Material to process
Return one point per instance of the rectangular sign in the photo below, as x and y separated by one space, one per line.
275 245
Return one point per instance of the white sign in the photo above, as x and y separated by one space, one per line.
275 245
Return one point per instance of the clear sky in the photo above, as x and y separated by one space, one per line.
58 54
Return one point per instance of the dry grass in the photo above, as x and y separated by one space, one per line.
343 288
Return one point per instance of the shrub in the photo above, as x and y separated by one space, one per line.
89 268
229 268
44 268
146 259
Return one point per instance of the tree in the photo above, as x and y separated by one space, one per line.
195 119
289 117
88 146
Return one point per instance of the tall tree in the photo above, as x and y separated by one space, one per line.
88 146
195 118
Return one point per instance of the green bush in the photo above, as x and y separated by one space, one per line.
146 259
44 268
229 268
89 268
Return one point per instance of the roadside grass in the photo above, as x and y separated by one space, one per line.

To be done
Turn all of the entries above into a single numbered list, leaving out any blank lines.

Expected answer
1. Return one point per instance of the rectangular sign in the photo below, as x and y separated by one space, one per line.
2. 275 245
3. Return one point per instance of the white sign in the photo above, as x and y separated by one space, one per line.
4. 275 245
5. Return one point per instance of the clear sky in the photo above, as x and y separated by one space, one per line.
6. 58 54
7. Return one point per instance of the dry grass in the photo above, as x and y separated by one space, one per line.
8. 343 288
9. Return one point per instance of the shrub in the photo above, as x and y separated by one space, one per line.
10. 89 268
11. 229 268
12. 44 268
13. 146 259
14. Return one point per instance of the tree in the photo above, as x and y separated by one space, one per line.
15. 195 119
16. 289 117
17. 88 146
18. Return one point per instance of the tall tree in the photo above, as x and y separated by one space, one per line.
19. 88 146
20. 195 118
21. Return one point per instance of the green bush in the photo above, as x and y separated by one space, one per line.
22. 146 259
23. 44 268
24. 229 268
25. 89 268
26. Return one point per instance of the roadside grass in the photo above, as x and y separated by one space, one per line.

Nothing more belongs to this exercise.